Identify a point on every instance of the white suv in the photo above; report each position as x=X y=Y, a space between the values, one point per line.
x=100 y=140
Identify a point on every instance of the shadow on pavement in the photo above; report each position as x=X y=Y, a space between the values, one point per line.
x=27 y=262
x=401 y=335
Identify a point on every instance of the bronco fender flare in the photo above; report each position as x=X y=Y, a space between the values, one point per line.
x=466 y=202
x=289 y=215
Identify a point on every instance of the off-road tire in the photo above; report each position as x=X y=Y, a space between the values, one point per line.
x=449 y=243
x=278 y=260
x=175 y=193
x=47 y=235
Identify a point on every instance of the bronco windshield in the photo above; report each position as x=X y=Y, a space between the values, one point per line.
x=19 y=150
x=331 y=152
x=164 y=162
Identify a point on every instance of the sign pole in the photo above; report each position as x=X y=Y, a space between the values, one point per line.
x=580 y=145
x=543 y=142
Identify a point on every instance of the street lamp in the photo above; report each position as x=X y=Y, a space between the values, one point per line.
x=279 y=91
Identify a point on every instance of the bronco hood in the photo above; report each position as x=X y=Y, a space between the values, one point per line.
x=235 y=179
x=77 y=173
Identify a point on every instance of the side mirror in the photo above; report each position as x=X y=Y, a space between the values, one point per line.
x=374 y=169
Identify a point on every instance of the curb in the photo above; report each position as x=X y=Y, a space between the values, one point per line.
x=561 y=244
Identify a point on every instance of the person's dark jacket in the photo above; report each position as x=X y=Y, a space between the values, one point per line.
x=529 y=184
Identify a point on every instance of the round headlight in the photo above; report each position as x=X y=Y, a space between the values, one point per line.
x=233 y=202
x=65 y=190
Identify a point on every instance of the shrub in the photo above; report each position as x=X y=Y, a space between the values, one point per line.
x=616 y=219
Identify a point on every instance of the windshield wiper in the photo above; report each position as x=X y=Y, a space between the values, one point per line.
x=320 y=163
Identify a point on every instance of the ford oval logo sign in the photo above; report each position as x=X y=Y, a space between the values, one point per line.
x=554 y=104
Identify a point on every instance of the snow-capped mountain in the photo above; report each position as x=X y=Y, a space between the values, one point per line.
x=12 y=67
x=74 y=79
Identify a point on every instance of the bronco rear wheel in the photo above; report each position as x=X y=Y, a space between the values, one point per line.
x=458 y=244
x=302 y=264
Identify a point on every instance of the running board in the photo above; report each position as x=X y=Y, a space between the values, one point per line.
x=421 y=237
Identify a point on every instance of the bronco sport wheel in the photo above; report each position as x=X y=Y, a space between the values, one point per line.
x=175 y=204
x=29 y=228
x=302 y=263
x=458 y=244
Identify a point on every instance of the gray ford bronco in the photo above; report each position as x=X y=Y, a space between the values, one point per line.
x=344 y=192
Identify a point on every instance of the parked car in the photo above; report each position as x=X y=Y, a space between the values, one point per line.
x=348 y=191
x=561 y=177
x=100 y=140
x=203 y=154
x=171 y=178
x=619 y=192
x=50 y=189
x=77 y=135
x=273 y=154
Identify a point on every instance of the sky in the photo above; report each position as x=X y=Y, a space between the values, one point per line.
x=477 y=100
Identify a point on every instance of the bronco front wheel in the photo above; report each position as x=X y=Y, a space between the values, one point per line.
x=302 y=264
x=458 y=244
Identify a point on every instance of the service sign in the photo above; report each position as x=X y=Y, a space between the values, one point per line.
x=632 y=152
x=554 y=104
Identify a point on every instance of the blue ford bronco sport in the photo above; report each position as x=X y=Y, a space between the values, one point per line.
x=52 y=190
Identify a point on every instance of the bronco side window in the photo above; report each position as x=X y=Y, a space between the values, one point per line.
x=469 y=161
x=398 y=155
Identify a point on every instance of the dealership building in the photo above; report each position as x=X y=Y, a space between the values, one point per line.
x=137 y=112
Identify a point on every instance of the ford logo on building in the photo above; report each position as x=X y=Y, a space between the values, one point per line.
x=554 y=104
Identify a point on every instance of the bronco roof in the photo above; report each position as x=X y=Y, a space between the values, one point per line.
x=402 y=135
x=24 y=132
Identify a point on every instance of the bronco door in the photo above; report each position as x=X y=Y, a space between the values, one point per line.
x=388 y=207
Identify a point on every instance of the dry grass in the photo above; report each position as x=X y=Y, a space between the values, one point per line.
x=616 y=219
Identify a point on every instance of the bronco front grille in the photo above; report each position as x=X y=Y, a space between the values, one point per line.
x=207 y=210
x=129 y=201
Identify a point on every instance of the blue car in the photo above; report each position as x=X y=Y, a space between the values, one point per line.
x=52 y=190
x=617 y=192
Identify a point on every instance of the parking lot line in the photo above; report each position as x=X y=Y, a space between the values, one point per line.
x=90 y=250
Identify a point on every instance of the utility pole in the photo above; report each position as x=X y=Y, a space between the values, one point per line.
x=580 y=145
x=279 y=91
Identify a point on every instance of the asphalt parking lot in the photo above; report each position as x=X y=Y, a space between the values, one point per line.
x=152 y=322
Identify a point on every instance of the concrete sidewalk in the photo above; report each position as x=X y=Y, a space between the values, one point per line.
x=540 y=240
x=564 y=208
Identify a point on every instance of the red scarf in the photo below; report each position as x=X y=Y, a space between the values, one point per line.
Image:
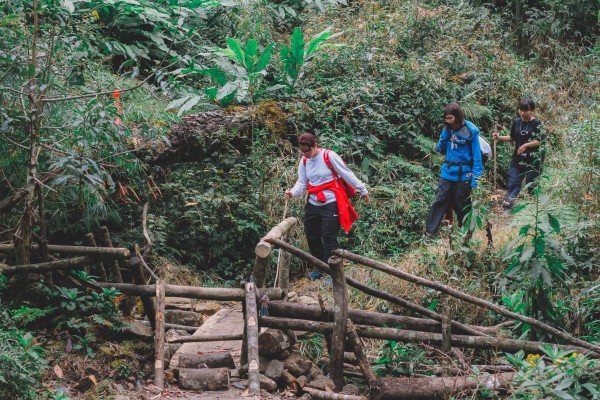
x=346 y=212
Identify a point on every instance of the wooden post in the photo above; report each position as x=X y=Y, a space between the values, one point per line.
x=114 y=264
x=284 y=267
x=90 y=241
x=357 y=347
x=138 y=278
x=159 y=336
x=340 y=315
x=252 y=340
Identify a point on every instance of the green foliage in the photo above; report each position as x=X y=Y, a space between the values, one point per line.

================

All records above should be duplicated exactly, with the pictures omitted.

SOLUTION FOR THIS PROBLEM —
Identify a point on every instance of the white suv in the photo above; report each position as x=X y=Y, a space between the values, one point per line.
x=100 y=140
Identify a point on every instance of the shadow on pavement in the photo above; report each position as x=X y=Y, a space between the values, one point per line.
x=27 y=262
x=401 y=335
Identify a point on every instance of the bronco fender flare in the photo above; report each position as x=X y=Y, a space between the values, one point per line.
x=466 y=202
x=289 y=215
Identify a point on every instance of the off-road tire in the photo above; report each position as x=X y=Y, a space between the values, one point per line.
x=449 y=243
x=278 y=260
x=175 y=193
x=47 y=235
Identify a point on every instance of the bronco windshield in the photo above; report each position as x=X y=Y, a space between the values, one point per line.
x=19 y=150
x=331 y=152
x=164 y=162
Identify a point on every instance of the sign pole in the photo above; report each position as x=X y=Y, a space between the values, one point per line.
x=580 y=145
x=543 y=142
Identify a point on every instance of the street lamp in the photo above; report each position as x=X y=Y, a space between the values, one point per line.
x=279 y=91
Identify a point on every instance of the bronco hood in the photo above; report each position as x=X y=Y, a space between the values, one point per line.
x=235 y=179
x=77 y=173
Identify a point on every instance of the side mirror in the photo above; report each position as x=X y=Y, a space between the values, one point per line.
x=374 y=169
Identify a point on every instance of the curb in the photo above; report each position as x=X y=Y, a space between the values, one point per line.
x=561 y=244
Identify a point on every instance of the person's dark jacket in the photo above; report each position as x=X y=Y, a space between the values, one point per line.
x=529 y=184
Identify a point on every instance of the round headlight in the photo above; report each position as x=X y=Y, a space between the values, one point per line.
x=233 y=202
x=65 y=190
Identify a point on every instance of the shrub in the photo above; report each position as x=X y=Y, a space between the values, one point per line.
x=616 y=219
Identify a point on every instance of the windshield wiper in the photo above; report each position as x=X y=Y, a space between the values, one point per line.
x=320 y=163
Identify a point on every instance of the ford oval logo sign in the photo above; report each position as x=X y=Y, a space between the values, one point per line.
x=554 y=104
Identify a point on every instance of the snow-capped mountain in the photo above; report each position as x=X y=Y, a space between the values, one point per line.
x=12 y=67
x=74 y=79
Identify a point on every instance of the bronco rear wheel in the photo above; report each position as x=X y=Y, a space between the values, one point per line.
x=458 y=244
x=302 y=264
Identify a point on every instance of the running board in the photo above; report each position as x=X y=Y, a space between the values, one point per line.
x=421 y=237
Identify a point on every instance of the bronco sport wheel in the photo above; report each position as x=X y=Y, a space between the values, one point per line.
x=175 y=204
x=29 y=228
x=302 y=263
x=458 y=244
Identify a point on every instance of the gray ford bronco in the photo above; report each position as x=X y=Y, a space between the values, one point per line.
x=344 y=192
Identify a point on every instance of the parked car in the photo above; report each position as x=X y=Y, a space between the values, one point per line.
x=348 y=191
x=561 y=177
x=100 y=140
x=203 y=154
x=171 y=178
x=619 y=192
x=50 y=189
x=77 y=135
x=273 y=154
Identify a point on every instance of the sky in the photo above; report each position as x=X y=Y, a space between the values, one point per line.
x=477 y=100
Identify a point on every instance of the bronco front wheel in the photo above; report each position as x=X y=Y, a space between the values, one point per line.
x=302 y=264
x=458 y=244
Identify a point on every instance of the service sign in the photo above; report each position as x=X y=Y, a space between the values, one point per line.
x=632 y=152
x=554 y=104
Identify a point on every instance of the blue ford bronco sport in the photo above; report each position as x=X y=Y, a space between the values, one point per line.
x=52 y=190
Identify a point on every instance of the bronco side window in the photo above; report each position as x=X y=Y, a space between the values, one point per line.
x=469 y=161
x=398 y=155
Identify a point on every instance of the dealership building in the photo above; report each position as x=X y=Y, a space between the values, one point per line.
x=137 y=112
Identify a point on every instance of the ford logo on building in the photo above; report each position as x=X y=Y, a space between the values, one point per line.
x=554 y=104
Identify a point on every instance of the bronco roof in the photo above; report each position as x=X y=Y, a space between the values, one point per line.
x=402 y=135
x=24 y=132
Identify a point on every instance of the bronco door in the photo above; report each position as x=X y=Y, a space between the values, one point per line.
x=388 y=207
Identify a point on every instance of the dry grass in the photo above; report each position as x=X y=Y, a space between the values, one point per line.
x=616 y=219
Identify a point on every instance of the bronco front grille in the photo above; report each position as x=X y=Y, a space between the values, one point per line.
x=207 y=210
x=129 y=201
Identify a point on every instance of the blue car in the photo above; report each position as x=X y=Y, a space between the values, one point per line.
x=52 y=190
x=617 y=192
Identify a point on every instance of the parking lot line in the photo above; report each position as x=X y=Y, a space between the values, one point per line.
x=90 y=250
Identify a point on every instance of the utility pole in the photo above; report each position as x=X y=Y, a space between the values, one point per line.
x=580 y=145
x=279 y=91
Identify a point on every instance of the asphalt parking lot in the photo above; report each position as x=X y=Y, a space between the values, one point per line.
x=152 y=322
Identify a point on every instance of the concrete sidewalk in the photo above; report each position as x=X y=Y, a space between the values, one point per line.
x=540 y=240
x=564 y=208
Identify a point on every instance of the red scarf in the photo below; report each position as x=X y=Y, a space between the values, one point per line.
Image:
x=346 y=212
Identify a point on every instance of the wooden post in the photo above; report each position as x=X y=Y, a space between the values, one point per line.
x=114 y=264
x=284 y=267
x=90 y=241
x=357 y=347
x=138 y=278
x=159 y=336
x=340 y=315
x=252 y=340
Identify a point on every instance of the green foliage in the photo above; report each position as x=X y=Y, a space between the values, one point per line.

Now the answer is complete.